◆ TASK INPUT:

----

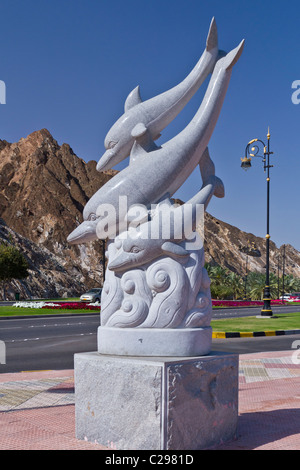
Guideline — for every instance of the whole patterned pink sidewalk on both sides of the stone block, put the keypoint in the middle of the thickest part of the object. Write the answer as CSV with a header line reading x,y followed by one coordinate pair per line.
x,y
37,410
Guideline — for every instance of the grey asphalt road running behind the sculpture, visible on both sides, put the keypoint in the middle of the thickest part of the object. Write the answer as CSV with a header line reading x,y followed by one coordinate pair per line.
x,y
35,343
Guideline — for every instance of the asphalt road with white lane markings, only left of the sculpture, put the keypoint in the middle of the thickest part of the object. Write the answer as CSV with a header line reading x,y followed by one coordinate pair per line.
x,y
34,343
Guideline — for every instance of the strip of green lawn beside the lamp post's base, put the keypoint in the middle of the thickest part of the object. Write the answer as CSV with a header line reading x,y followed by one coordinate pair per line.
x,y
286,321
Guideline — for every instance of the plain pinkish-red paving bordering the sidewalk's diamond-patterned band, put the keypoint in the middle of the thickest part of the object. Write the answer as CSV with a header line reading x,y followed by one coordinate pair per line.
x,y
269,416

----

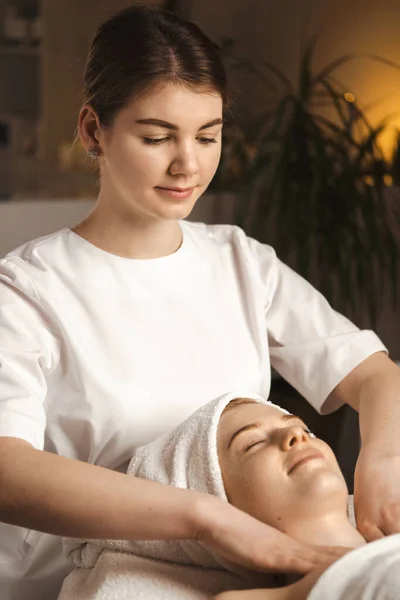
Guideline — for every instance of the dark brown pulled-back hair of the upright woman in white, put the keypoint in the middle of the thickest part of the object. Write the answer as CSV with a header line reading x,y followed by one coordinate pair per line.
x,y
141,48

----

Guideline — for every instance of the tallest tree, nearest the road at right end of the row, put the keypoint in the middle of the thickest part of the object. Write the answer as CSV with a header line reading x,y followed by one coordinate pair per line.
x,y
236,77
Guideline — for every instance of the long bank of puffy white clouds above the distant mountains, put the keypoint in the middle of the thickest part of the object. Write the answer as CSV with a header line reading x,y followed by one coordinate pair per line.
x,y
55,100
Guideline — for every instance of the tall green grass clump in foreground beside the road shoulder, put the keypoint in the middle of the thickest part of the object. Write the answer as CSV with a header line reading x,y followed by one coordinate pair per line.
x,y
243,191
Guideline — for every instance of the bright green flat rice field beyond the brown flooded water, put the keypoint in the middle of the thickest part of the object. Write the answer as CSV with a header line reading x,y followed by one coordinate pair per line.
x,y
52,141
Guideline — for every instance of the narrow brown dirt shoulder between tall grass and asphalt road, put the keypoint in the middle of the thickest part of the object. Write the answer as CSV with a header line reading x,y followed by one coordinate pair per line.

----

◆ WHAT IS BEING ASKED:
Precisely the lines between those holding "Guideline — for every instance of the tall green" and "Guideline — for every instance of the narrow", inclusive, are to be reproduced from the listing above, with nothing added.

◆ SOLUTION FOR THIS PROBLEM:
Guideline — for every instance of the tall green grass clump in foreground beside the road shoulder, put the keypoint in the middle of the thickest part of the object. Write the answer as CSV with a header line reading x,y followed by one coordinate pair per line.
x,y
243,191
Guideline — for every instance of the bright green flat rice field beyond the brown flooded water, put the keypoint in the middle of the thickest part of the object. Write the answer as CSV with a header line reading x,y followed by one coordinate pair per line.
x,y
52,141
Guideline — for every instance of the narrow brown dirt shoulder between tall grass and asphalt road, put the keypoint in the middle of the thickest part of the object. Write the answer as CSV with a header line reading x,y followed by one coordinate pair per line.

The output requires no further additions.